-- GIVEN PROBLEM --
Starting at the line that contains "One point per instance, each like (808, 348).", copy each line through the end of the listing below. Include both ends and output nothing more.

---------- AVAILABLE RECORDS

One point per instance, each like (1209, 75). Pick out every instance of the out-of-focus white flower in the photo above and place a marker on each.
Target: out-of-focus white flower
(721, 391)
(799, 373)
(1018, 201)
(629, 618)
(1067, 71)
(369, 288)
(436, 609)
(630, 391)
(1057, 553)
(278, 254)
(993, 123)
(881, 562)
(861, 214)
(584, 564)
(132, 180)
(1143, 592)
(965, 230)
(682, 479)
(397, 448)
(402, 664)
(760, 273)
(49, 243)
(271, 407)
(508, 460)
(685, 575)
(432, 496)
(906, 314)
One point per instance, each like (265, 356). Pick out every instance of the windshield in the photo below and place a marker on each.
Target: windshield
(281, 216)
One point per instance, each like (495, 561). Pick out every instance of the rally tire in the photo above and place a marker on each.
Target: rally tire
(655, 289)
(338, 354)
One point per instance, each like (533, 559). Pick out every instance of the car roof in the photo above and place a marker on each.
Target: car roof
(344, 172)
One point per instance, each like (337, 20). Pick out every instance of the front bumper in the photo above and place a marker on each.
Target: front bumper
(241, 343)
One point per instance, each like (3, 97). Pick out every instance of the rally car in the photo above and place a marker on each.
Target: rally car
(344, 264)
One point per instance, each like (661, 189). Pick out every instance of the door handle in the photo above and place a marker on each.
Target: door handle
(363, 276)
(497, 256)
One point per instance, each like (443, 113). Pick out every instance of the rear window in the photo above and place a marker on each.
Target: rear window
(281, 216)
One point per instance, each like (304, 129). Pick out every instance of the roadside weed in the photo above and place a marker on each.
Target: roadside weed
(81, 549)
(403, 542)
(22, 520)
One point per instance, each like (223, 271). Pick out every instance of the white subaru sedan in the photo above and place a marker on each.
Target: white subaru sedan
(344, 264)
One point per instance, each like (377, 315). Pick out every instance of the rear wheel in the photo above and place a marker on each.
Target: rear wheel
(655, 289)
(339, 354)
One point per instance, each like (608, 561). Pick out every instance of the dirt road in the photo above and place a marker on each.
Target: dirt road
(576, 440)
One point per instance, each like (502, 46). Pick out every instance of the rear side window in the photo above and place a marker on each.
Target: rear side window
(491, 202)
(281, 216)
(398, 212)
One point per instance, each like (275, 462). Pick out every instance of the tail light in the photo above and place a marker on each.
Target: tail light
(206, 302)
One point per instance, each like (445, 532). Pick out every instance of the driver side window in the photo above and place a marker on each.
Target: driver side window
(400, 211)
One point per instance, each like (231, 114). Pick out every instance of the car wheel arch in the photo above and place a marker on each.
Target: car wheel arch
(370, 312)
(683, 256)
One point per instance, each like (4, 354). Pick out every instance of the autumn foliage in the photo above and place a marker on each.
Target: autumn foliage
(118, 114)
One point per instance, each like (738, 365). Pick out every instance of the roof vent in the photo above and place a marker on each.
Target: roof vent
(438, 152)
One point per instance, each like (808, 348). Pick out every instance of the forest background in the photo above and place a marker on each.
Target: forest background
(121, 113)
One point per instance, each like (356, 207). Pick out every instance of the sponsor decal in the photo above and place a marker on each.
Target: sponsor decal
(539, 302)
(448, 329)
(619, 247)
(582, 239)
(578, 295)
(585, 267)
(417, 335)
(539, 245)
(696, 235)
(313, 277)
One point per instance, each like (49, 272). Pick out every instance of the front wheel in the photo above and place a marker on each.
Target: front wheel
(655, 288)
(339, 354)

--------------------

-- EXERCISE SOLUTION --
One point per instance, each like (808, 348). Pick out every instance of the forest background in the photo above and place a marker on each.
Target: forest background
(121, 113)
One point per instance, each like (356, 207). Pick out every instance of the sponsor decal in the photo above and place a marker on each.
Target: sponsor decal
(539, 302)
(448, 329)
(619, 247)
(582, 239)
(578, 295)
(585, 267)
(417, 335)
(539, 245)
(696, 235)
(313, 277)
One point per instance, each like (49, 272). Pick out every instance of the front wheel in the photo above and place a marker on each.
Target: front wheel
(655, 288)
(339, 354)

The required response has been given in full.